Job:
Reproduce, without changes, every line of the records below, from the line containing "Can you find the green" down to the last line of the records, including both ends.

(Data listing)
^^^^^^^^
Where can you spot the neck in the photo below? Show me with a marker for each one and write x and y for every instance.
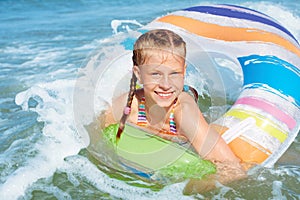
(156, 114)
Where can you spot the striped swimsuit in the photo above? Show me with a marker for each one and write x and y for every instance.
(142, 119)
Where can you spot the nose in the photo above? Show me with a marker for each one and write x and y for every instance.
(165, 83)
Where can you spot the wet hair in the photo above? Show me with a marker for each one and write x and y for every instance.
(159, 39)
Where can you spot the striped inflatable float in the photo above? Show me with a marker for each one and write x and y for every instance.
(265, 118)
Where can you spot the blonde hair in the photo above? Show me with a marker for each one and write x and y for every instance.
(159, 39)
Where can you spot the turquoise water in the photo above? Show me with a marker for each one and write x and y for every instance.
(43, 47)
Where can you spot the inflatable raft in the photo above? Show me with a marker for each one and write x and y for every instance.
(265, 118)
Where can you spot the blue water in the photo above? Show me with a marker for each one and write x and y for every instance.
(43, 47)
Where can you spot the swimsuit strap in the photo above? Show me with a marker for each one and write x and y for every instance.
(142, 119)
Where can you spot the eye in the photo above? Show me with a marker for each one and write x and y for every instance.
(176, 74)
(155, 75)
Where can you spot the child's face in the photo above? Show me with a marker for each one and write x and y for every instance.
(162, 76)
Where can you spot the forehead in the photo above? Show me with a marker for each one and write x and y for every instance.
(163, 58)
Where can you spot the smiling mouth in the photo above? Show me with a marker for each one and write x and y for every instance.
(164, 94)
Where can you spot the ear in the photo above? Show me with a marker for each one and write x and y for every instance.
(184, 69)
(136, 71)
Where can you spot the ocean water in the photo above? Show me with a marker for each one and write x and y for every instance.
(44, 46)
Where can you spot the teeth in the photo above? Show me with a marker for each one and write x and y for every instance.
(164, 94)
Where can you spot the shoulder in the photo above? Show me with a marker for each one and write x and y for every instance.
(185, 100)
(187, 108)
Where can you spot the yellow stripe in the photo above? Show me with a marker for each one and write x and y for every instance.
(261, 122)
(228, 33)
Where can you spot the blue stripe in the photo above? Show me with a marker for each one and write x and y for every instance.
(274, 72)
(240, 15)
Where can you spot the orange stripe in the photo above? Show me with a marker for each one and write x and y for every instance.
(227, 33)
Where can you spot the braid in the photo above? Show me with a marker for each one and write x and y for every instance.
(128, 105)
(195, 93)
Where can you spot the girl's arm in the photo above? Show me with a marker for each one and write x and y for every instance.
(204, 138)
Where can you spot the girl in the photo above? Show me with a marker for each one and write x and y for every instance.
(163, 104)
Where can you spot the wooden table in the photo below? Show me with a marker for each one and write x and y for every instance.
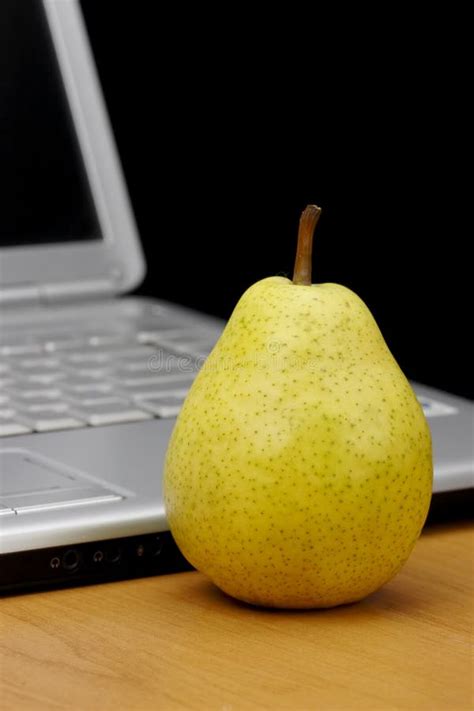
(176, 642)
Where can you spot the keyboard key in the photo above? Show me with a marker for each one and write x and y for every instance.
(10, 424)
(54, 416)
(59, 344)
(165, 406)
(80, 383)
(111, 411)
(89, 392)
(38, 364)
(12, 345)
(46, 378)
(33, 391)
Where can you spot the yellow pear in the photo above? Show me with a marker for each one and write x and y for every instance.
(299, 471)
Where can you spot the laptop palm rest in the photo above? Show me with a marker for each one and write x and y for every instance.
(30, 483)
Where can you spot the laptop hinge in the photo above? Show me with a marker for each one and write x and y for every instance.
(72, 291)
(26, 294)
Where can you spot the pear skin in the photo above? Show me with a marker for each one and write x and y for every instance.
(299, 471)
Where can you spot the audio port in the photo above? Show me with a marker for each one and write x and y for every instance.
(113, 555)
(71, 560)
(156, 546)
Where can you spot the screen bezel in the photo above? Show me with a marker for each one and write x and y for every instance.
(117, 256)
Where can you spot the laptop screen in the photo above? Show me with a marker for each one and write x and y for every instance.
(45, 195)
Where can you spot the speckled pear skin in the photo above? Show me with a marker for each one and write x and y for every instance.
(299, 472)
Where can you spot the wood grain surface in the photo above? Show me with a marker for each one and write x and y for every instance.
(176, 642)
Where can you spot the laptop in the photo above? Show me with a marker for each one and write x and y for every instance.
(91, 380)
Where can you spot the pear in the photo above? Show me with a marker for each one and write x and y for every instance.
(299, 471)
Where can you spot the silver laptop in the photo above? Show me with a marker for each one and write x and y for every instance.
(91, 383)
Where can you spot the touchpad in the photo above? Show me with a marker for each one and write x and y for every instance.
(30, 482)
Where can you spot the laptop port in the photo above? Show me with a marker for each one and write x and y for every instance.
(156, 546)
(113, 555)
(71, 560)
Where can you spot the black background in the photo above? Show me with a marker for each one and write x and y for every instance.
(225, 134)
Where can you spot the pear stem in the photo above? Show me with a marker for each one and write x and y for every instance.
(308, 221)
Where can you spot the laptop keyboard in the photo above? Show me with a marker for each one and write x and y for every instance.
(55, 380)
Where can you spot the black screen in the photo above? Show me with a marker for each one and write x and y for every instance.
(45, 196)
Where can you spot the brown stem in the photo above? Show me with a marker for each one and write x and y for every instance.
(308, 221)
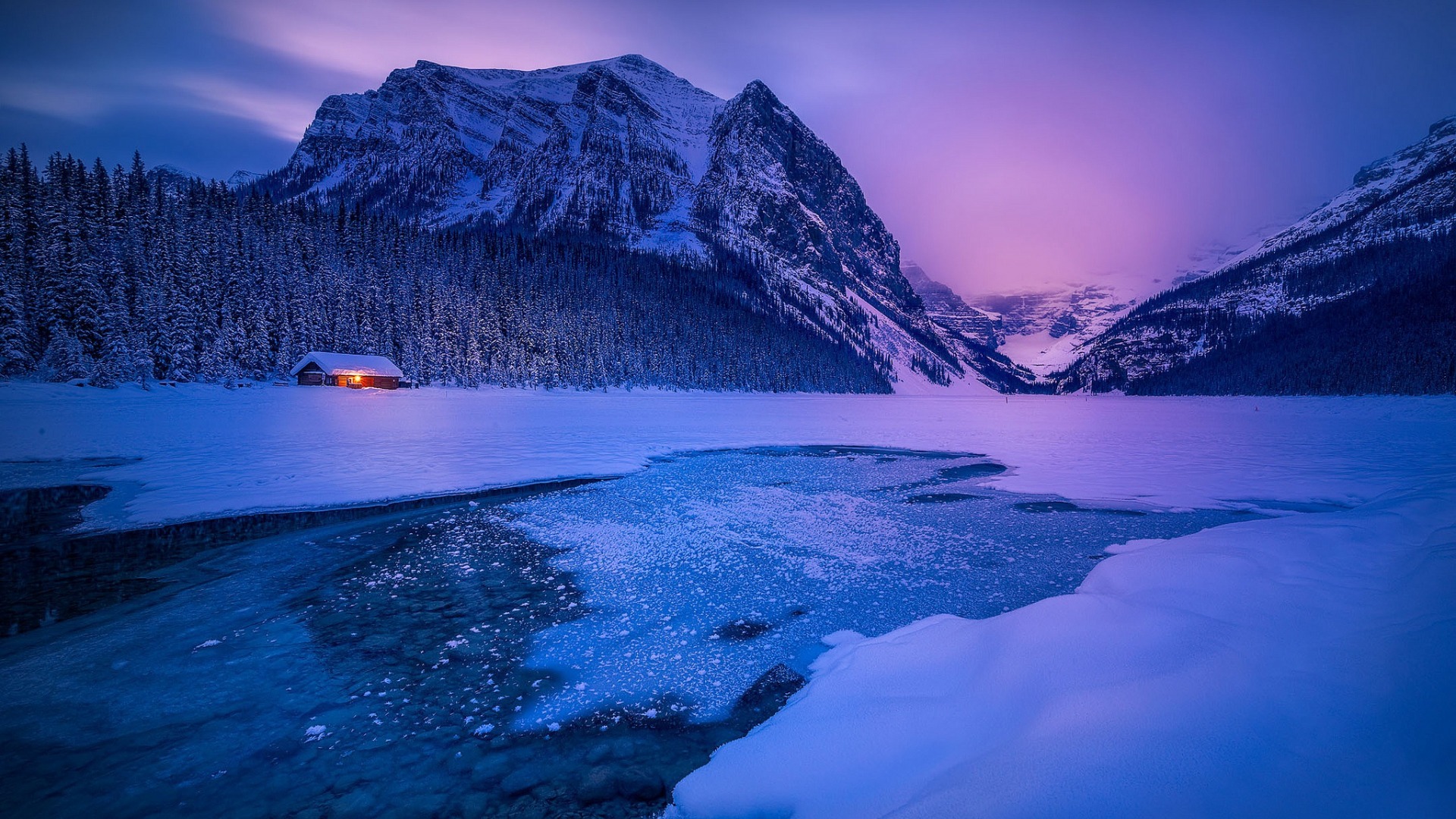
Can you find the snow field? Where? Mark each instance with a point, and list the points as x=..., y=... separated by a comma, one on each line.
x=1273, y=668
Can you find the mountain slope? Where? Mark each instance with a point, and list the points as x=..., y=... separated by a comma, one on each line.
x=622, y=149
x=1044, y=330
x=1375, y=243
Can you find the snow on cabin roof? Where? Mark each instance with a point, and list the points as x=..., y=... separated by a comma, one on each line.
x=346, y=365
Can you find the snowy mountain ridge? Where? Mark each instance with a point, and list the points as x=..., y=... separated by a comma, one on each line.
x=1044, y=330
x=628, y=150
x=1394, y=218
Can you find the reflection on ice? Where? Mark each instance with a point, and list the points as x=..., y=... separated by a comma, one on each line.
x=705, y=572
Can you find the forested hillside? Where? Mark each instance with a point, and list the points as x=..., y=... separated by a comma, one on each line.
x=1395, y=335
x=120, y=275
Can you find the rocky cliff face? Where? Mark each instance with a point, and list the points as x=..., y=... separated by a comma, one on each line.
x=623, y=149
x=1394, y=209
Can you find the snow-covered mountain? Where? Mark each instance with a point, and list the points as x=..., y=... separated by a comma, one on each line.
x=970, y=333
x=948, y=309
x=623, y=149
x=1044, y=330
x=1367, y=253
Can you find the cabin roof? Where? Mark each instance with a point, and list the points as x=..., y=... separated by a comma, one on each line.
x=346, y=365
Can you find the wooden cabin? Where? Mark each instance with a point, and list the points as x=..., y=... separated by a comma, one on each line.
x=340, y=369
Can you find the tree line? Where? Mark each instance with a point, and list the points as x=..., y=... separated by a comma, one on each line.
x=126, y=275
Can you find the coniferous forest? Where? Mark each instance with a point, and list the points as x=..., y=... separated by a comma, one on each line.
x=1395, y=334
x=124, y=275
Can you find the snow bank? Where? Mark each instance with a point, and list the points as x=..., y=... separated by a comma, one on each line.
x=1299, y=667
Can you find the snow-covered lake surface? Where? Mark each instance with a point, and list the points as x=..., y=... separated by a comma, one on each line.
x=1299, y=665
x=710, y=569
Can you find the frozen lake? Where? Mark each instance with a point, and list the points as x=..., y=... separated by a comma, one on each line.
x=576, y=651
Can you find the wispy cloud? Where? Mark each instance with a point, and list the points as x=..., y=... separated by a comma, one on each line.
x=281, y=112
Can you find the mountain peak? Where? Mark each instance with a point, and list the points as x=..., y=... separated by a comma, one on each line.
x=626, y=150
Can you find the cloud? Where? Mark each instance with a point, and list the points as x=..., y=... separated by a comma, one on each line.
x=1003, y=143
x=284, y=114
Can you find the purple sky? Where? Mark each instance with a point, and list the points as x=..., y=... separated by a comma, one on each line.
x=1006, y=145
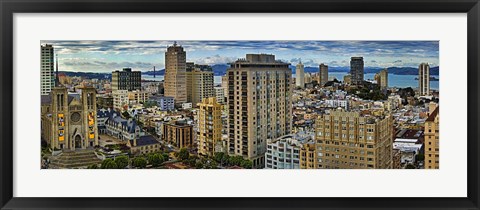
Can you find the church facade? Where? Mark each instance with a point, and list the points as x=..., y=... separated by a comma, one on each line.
x=69, y=121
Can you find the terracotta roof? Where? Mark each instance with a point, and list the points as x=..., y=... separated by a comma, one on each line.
x=432, y=116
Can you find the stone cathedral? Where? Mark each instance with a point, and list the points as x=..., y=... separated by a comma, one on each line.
x=69, y=121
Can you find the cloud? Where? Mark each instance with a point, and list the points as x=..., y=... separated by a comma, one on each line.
x=100, y=55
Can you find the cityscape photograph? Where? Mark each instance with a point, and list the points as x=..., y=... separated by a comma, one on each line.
x=239, y=104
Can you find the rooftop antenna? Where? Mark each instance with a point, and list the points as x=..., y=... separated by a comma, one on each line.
x=56, y=76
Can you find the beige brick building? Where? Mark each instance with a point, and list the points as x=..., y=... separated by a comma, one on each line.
x=259, y=105
x=69, y=121
x=199, y=83
x=323, y=74
x=178, y=133
x=175, y=78
x=209, y=126
x=352, y=140
x=432, y=127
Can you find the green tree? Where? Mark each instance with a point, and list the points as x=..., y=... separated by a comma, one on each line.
x=93, y=166
x=420, y=157
x=410, y=166
x=122, y=161
x=165, y=156
x=199, y=165
x=246, y=164
x=139, y=162
x=125, y=115
x=108, y=164
x=183, y=154
x=155, y=159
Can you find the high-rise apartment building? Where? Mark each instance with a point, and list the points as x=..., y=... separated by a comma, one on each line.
x=120, y=99
x=225, y=84
x=354, y=140
x=220, y=94
x=300, y=75
x=199, y=80
x=322, y=74
x=432, y=144
x=424, y=79
x=356, y=70
x=209, y=126
x=137, y=96
x=347, y=79
x=175, y=70
x=259, y=105
x=178, y=133
x=126, y=80
x=382, y=79
x=292, y=151
x=47, y=78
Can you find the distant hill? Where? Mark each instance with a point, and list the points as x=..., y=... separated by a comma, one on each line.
x=221, y=69
x=89, y=75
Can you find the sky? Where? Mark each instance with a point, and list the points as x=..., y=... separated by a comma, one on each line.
x=107, y=56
^^^^^^^^
The response:
Can you find the green tree? Where? Mark each instance with a point, and list the points as x=..., y=... separated by a comma, one on each line.
x=93, y=166
x=420, y=157
x=410, y=166
x=122, y=161
x=165, y=156
x=199, y=165
x=246, y=164
x=139, y=162
x=125, y=115
x=108, y=164
x=183, y=154
x=155, y=159
Can you find the high-rise apartment building? Where? Mark each instance with a point, and list the points as x=..., y=... separated by a comma, one on each line.
x=120, y=99
x=225, y=84
x=354, y=140
x=220, y=94
x=300, y=75
x=199, y=80
x=322, y=74
x=432, y=144
x=424, y=79
x=356, y=70
x=209, y=126
x=137, y=96
x=347, y=79
x=175, y=70
x=259, y=105
x=178, y=133
x=126, y=80
x=382, y=79
x=292, y=151
x=47, y=78
Can you find the distant hill? Where? Mark each instance with a point, and list the points as x=..., y=... separated by a comma, one on each line.
x=221, y=69
x=89, y=75
Can you find the sky? Where? Mark each instance with a point, and list the points as x=..., y=... separated by a comma, one on each line.
x=107, y=56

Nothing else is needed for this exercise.